▸ Your goal
The response must contain every line below in which "child" appears.

▸ Source material
----------------
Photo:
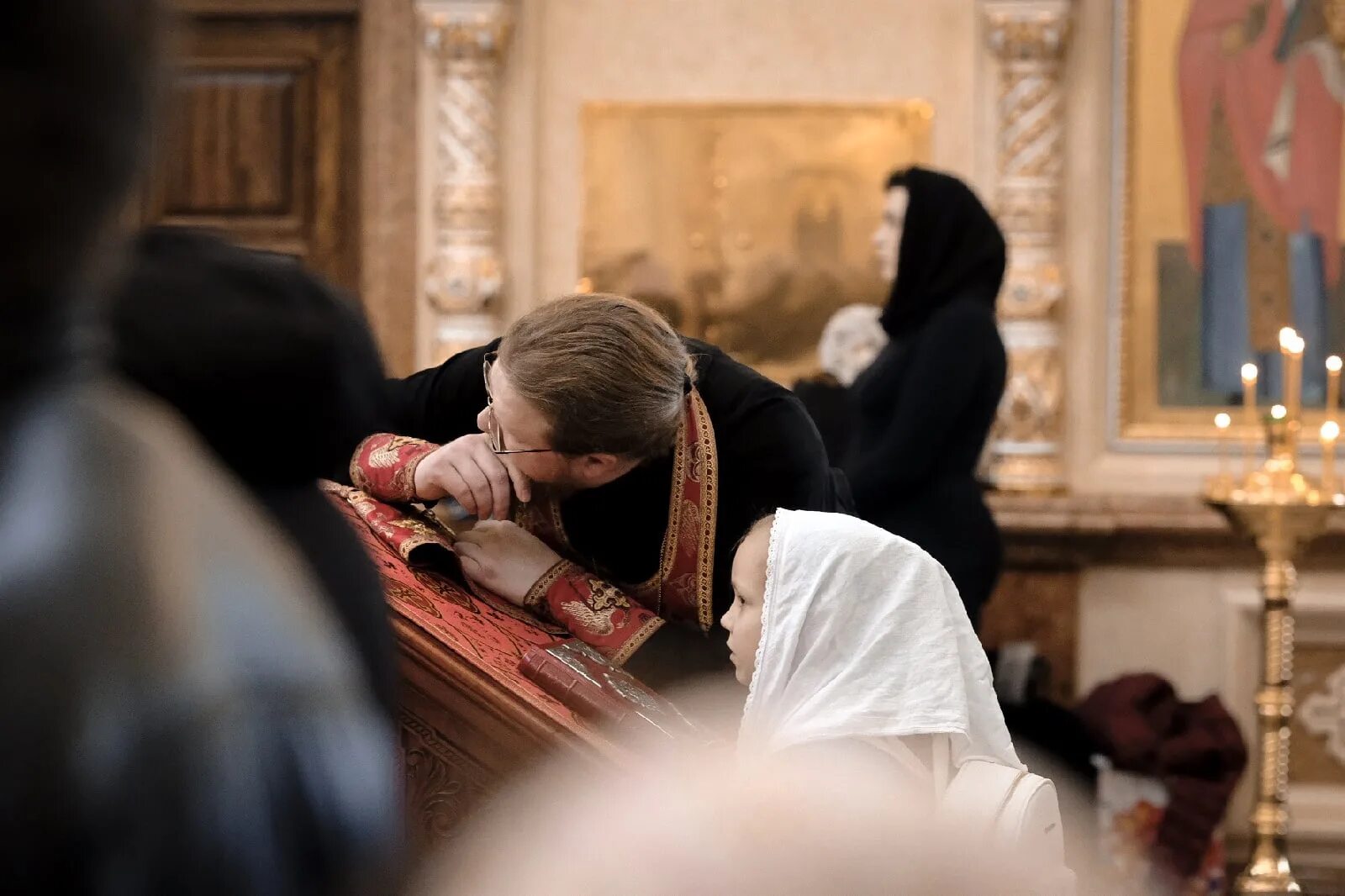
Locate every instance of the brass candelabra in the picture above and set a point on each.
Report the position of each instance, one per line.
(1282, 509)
----------------
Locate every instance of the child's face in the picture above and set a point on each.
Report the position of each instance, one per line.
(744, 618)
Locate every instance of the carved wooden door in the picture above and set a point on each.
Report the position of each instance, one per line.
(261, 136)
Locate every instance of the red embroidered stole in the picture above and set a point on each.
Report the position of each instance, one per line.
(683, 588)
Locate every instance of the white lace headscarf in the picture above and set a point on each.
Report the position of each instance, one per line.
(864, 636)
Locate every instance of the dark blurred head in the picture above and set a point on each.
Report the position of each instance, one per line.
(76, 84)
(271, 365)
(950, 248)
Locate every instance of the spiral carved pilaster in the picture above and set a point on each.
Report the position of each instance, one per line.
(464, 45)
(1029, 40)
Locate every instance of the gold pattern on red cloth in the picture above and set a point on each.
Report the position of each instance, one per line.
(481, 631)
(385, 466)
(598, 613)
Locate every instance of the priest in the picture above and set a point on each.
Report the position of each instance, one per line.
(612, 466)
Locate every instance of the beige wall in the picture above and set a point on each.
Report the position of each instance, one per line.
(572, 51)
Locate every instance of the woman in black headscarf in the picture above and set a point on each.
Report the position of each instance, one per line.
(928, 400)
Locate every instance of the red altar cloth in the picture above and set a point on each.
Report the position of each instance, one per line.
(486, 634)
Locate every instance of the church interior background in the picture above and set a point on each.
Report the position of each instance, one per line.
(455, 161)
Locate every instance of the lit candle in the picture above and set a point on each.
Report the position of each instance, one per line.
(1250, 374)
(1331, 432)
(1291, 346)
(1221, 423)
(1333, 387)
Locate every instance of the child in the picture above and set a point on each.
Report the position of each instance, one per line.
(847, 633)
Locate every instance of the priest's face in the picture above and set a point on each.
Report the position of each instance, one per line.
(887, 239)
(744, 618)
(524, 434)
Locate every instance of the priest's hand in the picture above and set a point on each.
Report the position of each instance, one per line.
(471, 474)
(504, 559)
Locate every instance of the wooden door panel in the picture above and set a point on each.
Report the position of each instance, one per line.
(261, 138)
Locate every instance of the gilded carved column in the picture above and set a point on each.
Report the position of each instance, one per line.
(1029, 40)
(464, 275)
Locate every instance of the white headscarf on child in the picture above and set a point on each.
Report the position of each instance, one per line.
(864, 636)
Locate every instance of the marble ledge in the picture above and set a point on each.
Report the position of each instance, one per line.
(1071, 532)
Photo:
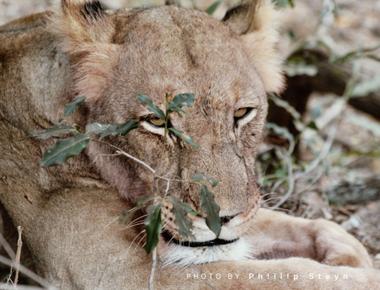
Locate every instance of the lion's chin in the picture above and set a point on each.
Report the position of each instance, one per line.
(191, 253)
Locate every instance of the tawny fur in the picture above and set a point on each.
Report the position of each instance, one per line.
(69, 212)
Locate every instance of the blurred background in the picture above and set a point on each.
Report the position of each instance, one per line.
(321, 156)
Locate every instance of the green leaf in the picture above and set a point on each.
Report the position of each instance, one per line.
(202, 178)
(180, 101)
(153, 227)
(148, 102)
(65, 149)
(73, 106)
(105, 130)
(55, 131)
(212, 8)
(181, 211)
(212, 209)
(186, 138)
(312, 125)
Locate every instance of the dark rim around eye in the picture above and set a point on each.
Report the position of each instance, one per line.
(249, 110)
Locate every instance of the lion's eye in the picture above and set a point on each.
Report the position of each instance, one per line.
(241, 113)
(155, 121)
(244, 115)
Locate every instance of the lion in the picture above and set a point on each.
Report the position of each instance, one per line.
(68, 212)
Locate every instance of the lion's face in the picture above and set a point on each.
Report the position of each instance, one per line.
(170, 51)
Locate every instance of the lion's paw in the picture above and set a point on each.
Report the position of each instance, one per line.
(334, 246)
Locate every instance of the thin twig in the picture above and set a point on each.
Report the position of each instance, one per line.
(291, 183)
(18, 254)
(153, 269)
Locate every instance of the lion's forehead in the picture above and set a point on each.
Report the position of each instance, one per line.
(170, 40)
----------------
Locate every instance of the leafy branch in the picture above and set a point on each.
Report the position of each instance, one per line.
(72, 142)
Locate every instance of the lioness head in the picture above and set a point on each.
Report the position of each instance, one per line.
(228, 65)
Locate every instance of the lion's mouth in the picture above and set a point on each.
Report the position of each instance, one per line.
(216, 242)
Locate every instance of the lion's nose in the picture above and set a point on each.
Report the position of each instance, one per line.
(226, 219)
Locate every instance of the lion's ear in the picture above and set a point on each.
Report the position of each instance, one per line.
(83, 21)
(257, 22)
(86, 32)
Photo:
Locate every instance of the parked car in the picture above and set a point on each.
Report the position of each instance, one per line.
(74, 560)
----------------
▸ Result
Locate every instance of the child's face in the picture above and set a point on each.
Locate every instance of the child in the picture above and set a point on each.
Locate every instance of the white headscarf on child in the picture above and set a point on each.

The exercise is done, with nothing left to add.